» **Source data**

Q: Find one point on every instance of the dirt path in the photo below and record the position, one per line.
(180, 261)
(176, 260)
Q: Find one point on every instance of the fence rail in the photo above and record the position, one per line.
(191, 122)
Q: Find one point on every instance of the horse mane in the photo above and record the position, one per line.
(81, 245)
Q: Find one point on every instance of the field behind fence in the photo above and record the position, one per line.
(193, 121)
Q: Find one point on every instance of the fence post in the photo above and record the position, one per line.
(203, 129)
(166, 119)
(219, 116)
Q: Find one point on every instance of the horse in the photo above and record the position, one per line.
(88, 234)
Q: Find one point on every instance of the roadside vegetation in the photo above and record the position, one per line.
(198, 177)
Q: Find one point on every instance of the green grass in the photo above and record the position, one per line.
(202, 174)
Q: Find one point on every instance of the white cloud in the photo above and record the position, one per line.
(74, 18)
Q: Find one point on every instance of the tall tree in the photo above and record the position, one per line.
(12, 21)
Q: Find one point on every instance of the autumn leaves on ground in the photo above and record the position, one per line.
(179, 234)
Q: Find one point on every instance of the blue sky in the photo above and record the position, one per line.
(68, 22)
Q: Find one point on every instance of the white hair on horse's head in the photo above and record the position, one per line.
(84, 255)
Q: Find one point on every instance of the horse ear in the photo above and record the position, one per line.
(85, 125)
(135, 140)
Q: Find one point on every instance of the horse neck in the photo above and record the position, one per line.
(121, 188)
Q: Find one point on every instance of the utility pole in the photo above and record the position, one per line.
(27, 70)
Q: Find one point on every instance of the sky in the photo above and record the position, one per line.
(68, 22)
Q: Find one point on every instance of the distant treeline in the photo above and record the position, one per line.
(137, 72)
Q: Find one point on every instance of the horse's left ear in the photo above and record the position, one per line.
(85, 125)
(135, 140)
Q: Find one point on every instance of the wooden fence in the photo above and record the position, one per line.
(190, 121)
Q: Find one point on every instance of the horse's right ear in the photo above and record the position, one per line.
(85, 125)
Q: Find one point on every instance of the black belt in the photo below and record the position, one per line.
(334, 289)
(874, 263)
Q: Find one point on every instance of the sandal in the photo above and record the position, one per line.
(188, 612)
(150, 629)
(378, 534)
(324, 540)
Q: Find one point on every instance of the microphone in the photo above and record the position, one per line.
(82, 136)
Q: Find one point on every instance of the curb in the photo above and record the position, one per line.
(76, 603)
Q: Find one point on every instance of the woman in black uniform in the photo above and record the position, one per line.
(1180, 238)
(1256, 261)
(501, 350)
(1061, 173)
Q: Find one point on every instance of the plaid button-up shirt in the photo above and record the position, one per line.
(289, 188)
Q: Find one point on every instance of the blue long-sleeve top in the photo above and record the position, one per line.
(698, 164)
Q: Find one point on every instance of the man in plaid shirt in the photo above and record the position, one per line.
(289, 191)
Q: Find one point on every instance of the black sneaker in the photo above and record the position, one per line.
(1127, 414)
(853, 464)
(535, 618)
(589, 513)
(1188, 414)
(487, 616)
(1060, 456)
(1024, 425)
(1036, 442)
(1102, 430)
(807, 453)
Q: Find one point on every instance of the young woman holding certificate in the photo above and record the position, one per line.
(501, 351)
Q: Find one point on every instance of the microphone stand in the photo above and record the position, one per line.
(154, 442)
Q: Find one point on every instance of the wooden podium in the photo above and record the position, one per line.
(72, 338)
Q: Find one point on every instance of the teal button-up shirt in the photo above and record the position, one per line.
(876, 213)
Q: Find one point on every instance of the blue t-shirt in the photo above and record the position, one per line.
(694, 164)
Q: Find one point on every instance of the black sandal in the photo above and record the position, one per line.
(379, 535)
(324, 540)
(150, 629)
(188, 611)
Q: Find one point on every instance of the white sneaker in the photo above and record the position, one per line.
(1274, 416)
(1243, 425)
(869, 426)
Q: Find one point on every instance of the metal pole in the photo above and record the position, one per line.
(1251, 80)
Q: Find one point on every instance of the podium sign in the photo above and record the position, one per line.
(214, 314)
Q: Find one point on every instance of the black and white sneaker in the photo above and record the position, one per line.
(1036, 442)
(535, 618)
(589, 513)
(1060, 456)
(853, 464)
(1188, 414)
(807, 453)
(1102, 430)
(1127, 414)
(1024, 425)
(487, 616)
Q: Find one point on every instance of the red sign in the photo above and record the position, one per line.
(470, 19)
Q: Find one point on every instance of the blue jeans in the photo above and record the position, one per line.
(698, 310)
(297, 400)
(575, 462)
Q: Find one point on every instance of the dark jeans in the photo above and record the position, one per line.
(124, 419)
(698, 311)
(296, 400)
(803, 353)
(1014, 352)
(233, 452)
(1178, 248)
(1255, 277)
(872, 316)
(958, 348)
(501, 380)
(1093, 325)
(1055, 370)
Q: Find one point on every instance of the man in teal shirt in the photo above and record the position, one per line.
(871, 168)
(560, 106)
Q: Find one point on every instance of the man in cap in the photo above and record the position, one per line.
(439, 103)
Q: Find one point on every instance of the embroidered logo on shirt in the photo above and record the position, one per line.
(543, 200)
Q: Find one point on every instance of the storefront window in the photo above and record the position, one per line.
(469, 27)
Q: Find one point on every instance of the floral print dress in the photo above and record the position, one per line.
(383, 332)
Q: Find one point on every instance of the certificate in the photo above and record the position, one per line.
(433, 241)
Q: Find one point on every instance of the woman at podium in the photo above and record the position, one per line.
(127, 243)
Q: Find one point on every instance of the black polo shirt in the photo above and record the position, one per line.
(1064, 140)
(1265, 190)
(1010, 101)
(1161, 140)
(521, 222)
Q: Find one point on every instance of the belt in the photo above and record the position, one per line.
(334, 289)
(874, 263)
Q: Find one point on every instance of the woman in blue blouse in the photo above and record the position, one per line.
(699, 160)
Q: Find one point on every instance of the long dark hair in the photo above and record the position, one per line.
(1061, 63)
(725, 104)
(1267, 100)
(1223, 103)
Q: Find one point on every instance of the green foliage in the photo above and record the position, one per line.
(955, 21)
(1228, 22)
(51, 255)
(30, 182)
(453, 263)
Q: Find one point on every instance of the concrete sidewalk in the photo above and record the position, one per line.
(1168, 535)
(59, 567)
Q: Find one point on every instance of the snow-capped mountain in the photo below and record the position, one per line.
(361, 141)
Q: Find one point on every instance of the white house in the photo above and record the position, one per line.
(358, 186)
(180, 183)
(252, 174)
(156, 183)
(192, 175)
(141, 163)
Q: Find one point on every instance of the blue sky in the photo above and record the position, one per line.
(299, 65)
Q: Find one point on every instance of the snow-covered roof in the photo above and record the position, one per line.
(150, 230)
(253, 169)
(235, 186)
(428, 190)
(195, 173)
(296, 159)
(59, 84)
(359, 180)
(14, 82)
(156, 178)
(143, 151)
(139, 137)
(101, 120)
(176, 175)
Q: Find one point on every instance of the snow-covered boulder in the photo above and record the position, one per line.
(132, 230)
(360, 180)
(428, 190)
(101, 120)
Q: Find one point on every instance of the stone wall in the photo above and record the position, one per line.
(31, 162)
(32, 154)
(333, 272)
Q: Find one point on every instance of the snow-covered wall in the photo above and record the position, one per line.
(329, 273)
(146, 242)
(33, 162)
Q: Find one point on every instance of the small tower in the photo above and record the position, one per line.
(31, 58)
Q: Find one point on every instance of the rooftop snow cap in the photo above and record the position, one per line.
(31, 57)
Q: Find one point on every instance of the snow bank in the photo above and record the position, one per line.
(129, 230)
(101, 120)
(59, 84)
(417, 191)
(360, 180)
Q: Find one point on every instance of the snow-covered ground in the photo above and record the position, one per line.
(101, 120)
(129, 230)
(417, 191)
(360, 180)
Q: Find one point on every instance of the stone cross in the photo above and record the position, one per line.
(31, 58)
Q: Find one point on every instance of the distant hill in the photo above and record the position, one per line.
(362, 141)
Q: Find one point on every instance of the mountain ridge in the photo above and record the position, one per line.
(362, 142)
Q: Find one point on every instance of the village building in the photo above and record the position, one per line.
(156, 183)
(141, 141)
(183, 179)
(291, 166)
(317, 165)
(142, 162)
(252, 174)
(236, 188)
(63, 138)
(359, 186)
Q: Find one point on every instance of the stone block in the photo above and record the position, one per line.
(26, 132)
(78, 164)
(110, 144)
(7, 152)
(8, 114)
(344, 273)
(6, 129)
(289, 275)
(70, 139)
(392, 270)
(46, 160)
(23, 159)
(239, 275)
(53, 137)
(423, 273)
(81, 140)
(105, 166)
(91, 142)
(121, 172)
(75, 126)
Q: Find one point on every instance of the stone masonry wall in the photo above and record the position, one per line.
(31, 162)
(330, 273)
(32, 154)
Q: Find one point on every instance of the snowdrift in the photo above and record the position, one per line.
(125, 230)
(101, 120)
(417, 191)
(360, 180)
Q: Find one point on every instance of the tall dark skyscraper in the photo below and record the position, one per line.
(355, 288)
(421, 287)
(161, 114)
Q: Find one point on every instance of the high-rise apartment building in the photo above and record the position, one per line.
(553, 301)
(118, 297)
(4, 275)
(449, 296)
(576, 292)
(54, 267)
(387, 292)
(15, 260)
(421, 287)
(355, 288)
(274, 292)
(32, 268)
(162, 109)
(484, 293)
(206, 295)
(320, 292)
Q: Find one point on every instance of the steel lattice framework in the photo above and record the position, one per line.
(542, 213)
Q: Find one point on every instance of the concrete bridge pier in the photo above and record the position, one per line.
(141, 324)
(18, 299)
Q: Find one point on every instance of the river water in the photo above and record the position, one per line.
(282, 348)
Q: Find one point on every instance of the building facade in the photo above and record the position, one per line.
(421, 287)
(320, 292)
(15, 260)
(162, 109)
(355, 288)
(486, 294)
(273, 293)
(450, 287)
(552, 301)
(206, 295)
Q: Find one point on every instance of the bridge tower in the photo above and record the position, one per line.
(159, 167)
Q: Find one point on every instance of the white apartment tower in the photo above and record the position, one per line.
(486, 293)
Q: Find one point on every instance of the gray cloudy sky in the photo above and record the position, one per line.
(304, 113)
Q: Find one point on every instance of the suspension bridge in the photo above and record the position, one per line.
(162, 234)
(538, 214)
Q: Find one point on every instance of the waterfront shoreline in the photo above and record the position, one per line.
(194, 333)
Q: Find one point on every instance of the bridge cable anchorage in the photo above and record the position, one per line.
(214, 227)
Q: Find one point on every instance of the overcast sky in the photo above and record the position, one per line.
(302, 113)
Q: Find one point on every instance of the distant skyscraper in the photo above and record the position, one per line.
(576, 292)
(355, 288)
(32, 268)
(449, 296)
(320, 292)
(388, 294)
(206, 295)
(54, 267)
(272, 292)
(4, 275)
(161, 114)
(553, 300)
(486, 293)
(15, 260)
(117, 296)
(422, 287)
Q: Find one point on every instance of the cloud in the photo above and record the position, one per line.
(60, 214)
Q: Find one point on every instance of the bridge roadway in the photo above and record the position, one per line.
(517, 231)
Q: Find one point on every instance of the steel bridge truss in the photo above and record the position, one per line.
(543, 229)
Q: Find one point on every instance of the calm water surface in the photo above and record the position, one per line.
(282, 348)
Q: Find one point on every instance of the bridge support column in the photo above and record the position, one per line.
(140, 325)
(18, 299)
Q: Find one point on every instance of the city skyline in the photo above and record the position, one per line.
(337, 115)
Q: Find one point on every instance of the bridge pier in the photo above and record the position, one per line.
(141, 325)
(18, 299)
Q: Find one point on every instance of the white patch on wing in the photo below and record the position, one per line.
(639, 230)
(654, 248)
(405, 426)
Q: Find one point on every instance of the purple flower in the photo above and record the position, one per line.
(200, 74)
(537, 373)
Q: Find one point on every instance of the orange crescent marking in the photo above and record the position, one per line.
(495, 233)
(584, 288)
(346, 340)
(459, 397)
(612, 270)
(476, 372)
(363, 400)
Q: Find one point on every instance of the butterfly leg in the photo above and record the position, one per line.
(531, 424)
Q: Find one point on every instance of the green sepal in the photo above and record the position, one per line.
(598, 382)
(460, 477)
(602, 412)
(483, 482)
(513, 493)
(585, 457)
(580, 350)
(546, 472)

» **Exercise requirements**
Each line from the one with "Q: Find one point on every instance of the purple" through the last line of the records must be written out word for word. Include nothing else.

» **Answer to the problem**
Q: Find one point on every instance of the purple flower in the photo above and record the position, one per line.
(200, 74)
(537, 373)
Q: Find one point on every instance of the orange crescent marking in the photo above and record the position, one per line.
(495, 233)
(584, 288)
(346, 340)
(459, 397)
(612, 270)
(476, 372)
(363, 400)
Q: Find one point on every instance of the butterfly leg in the photo above and record the position, one per line.
(531, 424)
Q: Find one point on every instance of the green sepal in the photo above and record the position, one per line.
(598, 382)
(460, 477)
(602, 412)
(483, 482)
(513, 493)
(585, 457)
(580, 350)
(546, 472)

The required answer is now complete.